SHORT EXERCISE 1
Check three statements against the post about the crash in traincar.cs. For each, answer yes or no and quote the words from the post that decide it: (a) The crash happened again after a rerun from the last save. (b) The method where the program crashed was named UpdateTrainDerailmentRisk. (c) The writer calls these calculations themselves useless.
SHORT EXERCISE 2
Resume the post about the crash in traincar.cs, starting after its last sentence.

[roeter]

This afternoon, my OR session crashed. Not spectacular, really, but the cause of the crash was a bit surprising.
The crash was in a method of traincar.cs, and the cause was that the collection had changed during a loop operation. Apparantly, some part of the program was calculating something for a full train, while another part was detaching or attaching from or to that train. Should not really be possible, but it's just bad luck. Reran from the last save and the problem did not reoccur.

But that was not what shocked me. What had me completely baffled was the calculation where the program crashed.
It was a method named : UpdateTrainDerailmentRisk

Yes, in case you thought you misread this, it did indeed say Derailment Risk. Calculation derailment risk for AI trains? Really? :wtf01: :unknw:
Obviously, there is no intention whatsoever to derail an AI train, nomatter how the program makes it run. If the route is set up that the speed limit is 200 mph through a 100m radius curve, then that AI train will run through that curve at that speed.
So why on earth are we wasting CP time on calculations that have no use whatsoever?

And this is not the only one. There are a few more :

• Brake pressure propagation
  
• Coupler slack
  
• Drag resistance

And that's probably not all.

Now, don't get me wrong - I'm NOT saying that these calculations itself are useless. These are very sophisticated calculations which all increase the reality of the train performance - for the player train.

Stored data
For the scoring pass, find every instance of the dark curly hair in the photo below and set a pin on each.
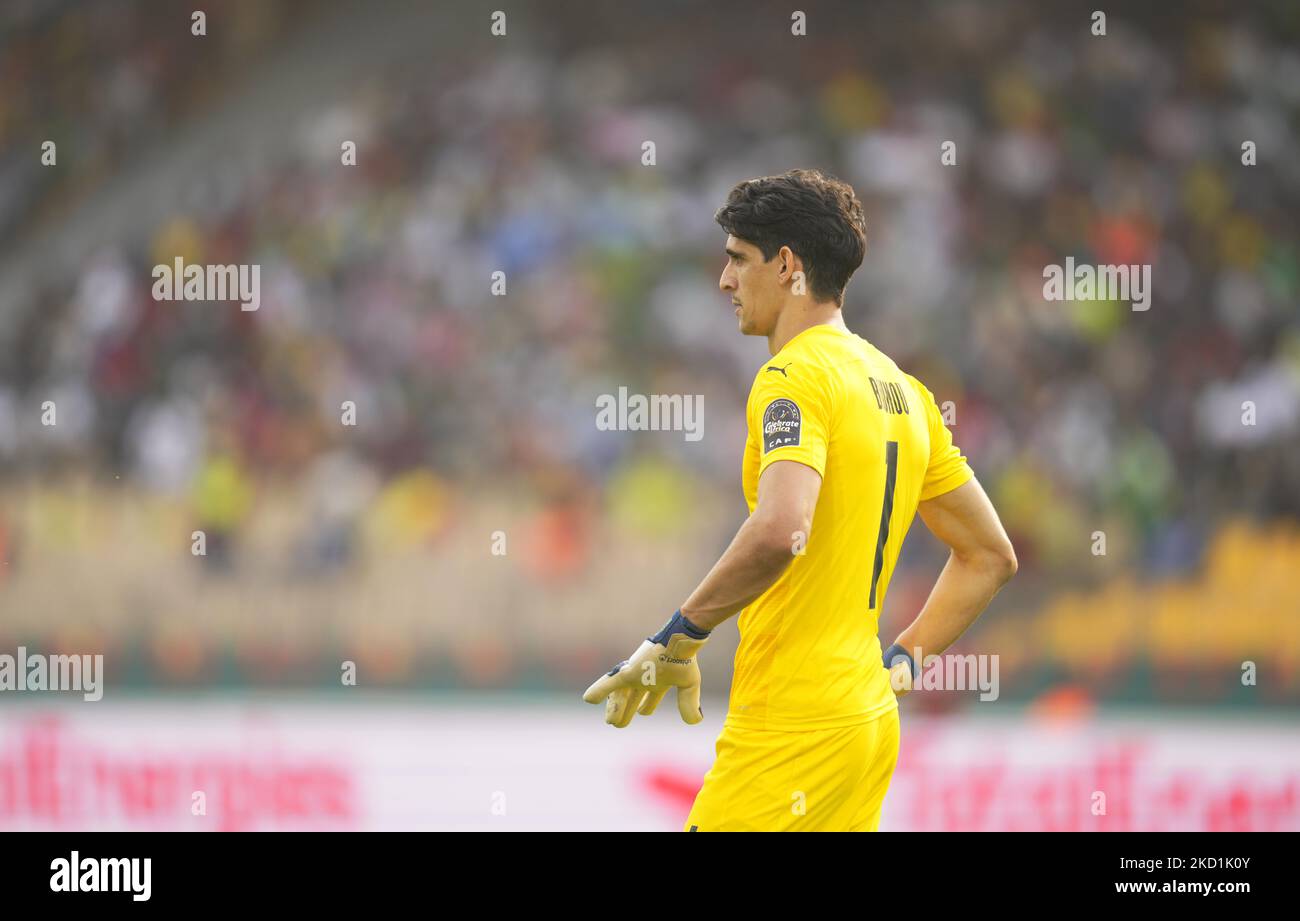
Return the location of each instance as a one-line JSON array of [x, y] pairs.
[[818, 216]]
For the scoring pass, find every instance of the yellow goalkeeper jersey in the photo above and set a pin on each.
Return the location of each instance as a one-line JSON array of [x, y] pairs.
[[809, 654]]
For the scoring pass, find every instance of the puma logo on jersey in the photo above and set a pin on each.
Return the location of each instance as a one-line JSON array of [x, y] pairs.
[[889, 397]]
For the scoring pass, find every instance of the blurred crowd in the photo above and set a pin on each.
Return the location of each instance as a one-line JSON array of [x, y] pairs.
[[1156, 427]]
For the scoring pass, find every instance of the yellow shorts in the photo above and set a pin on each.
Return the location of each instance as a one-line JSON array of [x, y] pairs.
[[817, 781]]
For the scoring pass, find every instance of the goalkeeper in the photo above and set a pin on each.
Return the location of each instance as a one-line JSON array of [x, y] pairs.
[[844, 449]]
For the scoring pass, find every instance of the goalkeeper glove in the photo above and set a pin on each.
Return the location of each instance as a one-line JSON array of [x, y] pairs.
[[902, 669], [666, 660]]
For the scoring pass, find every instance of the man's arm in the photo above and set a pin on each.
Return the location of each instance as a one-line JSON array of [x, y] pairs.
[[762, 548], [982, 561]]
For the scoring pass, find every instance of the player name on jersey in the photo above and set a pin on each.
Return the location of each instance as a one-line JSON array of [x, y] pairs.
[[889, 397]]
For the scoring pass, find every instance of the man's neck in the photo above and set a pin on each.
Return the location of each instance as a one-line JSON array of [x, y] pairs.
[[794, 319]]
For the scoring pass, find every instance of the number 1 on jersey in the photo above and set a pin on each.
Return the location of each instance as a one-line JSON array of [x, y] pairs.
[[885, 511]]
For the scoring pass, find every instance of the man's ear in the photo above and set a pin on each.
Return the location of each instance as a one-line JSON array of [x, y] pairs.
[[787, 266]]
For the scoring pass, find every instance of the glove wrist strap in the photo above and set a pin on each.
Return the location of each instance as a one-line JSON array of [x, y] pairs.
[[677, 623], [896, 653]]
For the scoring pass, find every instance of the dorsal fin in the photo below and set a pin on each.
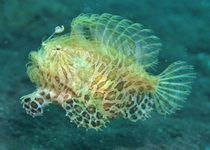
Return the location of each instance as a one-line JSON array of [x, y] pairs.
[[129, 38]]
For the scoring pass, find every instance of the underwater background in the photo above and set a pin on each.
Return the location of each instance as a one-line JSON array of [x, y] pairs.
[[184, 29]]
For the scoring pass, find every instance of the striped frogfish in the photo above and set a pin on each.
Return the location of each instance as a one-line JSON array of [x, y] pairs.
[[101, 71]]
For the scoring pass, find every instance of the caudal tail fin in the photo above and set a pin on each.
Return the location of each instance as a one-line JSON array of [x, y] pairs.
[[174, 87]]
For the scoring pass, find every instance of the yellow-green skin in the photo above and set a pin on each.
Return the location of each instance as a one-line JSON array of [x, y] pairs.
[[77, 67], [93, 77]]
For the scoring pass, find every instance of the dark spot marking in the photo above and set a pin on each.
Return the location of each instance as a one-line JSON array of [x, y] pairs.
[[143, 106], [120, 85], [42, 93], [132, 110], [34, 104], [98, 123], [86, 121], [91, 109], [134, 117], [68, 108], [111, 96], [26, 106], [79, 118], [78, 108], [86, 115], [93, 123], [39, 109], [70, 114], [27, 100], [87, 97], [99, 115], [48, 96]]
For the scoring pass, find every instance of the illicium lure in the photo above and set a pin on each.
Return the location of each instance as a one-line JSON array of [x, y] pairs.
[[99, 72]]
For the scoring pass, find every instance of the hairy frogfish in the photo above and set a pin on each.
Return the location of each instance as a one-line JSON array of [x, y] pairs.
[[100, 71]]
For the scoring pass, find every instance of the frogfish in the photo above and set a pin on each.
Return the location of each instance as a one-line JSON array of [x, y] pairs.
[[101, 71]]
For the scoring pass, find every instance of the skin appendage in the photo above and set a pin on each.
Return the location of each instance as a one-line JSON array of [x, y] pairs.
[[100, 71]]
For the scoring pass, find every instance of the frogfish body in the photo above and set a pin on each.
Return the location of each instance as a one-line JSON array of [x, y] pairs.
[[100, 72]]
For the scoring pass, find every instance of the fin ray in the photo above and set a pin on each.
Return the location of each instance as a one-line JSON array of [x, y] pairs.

OUTPUT 1
(a) No: "Reran from the last save and the problem did not reoccur."
(b) Yes: "It was a method named : UpdateTrainDerailmentRisk"
(c) No: "I'm NOT saying that these calculations itself are useless."

OUTPUT 2
But, the AI train control is just basically 'rough and ready'. The 'proper' physics are first tried, increasing throttle to move the train, and applying brakes to stop it. But if the train does not react to this within the required time, the program intervenes and just moves or stops the train.

So, take for instance that brake pressure propagation. Suppose an AI train is applying the brakes as it approaches a signal at danger. The brake pressure propagation is neatly calculated using pipe diameter and who knows what other details. It calculates the resulting pressure, and with that the brake power, for each car in the train. But that train WILL STOP at that signal, regardless whether or not the brake pressure has been propagated or not. So what sense in calculating the pressure with this much detail? None, as it will not in any way affect the way the train will stop.

To make things worse - AI trains are not actually using all the new detailed parameters introduced to .eng and .wag files. Instead, they use default settings which are just as basic as the AI control itself.
So, I dare say that none of the outcome of all these calculations is used anywhere within the AI train control.

So here is my plea. Could those with knowledge of this part of the program - physics and control - have a good look at all these wonderfull calculations, and check on how usefull these are for AI trains? Most, I think, have no use at all.
So, with brake pressure propagation again as example, the present calculation must of course be maintained for the player train, but for AI trains it could just be made instantaneous. Might even improve AI train behaviour, as the train will react better to brakes being applied.
Something similar could be applied to other calculations as well.

And, of course, for that calculation of derailment risk for AI trains - could that be removed by tomorrow?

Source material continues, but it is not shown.